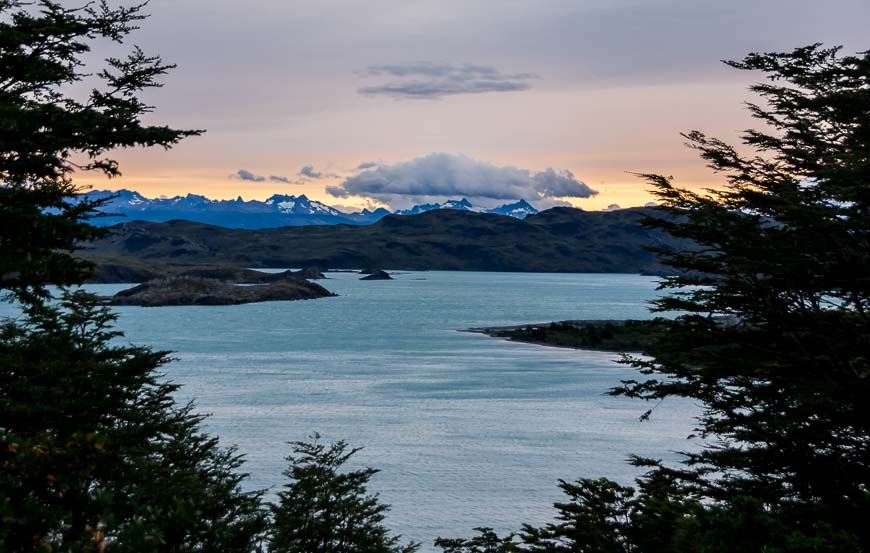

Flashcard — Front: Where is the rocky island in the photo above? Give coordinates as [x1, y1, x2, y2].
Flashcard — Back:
[108, 275, 335, 307]
[360, 270, 392, 280]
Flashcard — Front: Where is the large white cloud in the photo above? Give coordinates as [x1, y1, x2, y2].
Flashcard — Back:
[326, 153, 596, 204]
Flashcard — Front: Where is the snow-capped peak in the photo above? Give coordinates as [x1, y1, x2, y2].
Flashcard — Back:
[395, 198, 535, 218]
[485, 199, 538, 219]
[79, 188, 539, 228]
[264, 194, 343, 216]
[441, 198, 475, 211]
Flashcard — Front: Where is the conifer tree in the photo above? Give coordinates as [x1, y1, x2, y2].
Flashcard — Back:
[617, 44, 870, 550]
[0, 0, 200, 304]
[0, 2, 265, 550]
[441, 43, 870, 553]
[434, 527, 518, 553]
[0, 292, 267, 551]
[269, 435, 418, 553]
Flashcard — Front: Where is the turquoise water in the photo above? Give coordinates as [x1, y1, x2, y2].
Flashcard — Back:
[10, 272, 698, 548]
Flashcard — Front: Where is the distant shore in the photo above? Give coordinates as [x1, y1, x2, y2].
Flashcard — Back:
[464, 319, 668, 354]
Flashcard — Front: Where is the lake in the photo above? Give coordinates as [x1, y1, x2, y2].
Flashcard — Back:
[15, 271, 699, 549]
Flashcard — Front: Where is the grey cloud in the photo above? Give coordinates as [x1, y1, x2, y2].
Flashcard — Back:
[234, 169, 265, 182]
[606, 203, 622, 211]
[359, 80, 531, 99]
[326, 153, 597, 203]
[299, 165, 339, 179]
[119, 1, 870, 133]
[325, 185, 350, 198]
[356, 161, 378, 170]
[367, 62, 536, 81]
[359, 62, 537, 100]
[269, 175, 291, 183]
[532, 168, 597, 198]
[299, 165, 322, 179]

================

* WORK INSTRUCTION
Search the listing above for "coordinates" and copy every line that holds it.

* ANSWER BOX
Flashcard — Front: Where is the rocky island in the photo above? Give coordinates as [x1, y1, x2, y2].
Flashcard — Front: Where is the large white cloud in the photo above? Give coordinates as [x1, y1, x2, y2].
Flashcard — Front: Where is the snow-capped peak in the photo above? Give coordinates as [x1, y1, x2, y2].
Flashcard — Front: Where is the conifer tree in the photo above? Give coordinates as [x1, y1, x2, y2].
Flashcard — Front: Where is the turquoise water in the photo above? Give coordinates as [x1, y1, x2, y2].
Flashcard — Front: Where is the distant shore in the photo above? Give coordinates as [x1, y1, x2, y2].
Flashcard — Front: Where is the lake in the photo above? Give coordinates as [x1, y1, x2, y2].
Flashcard — Front: Where is the grey cloud in the photo above? Give coordinates as [x1, y1, x2, y2].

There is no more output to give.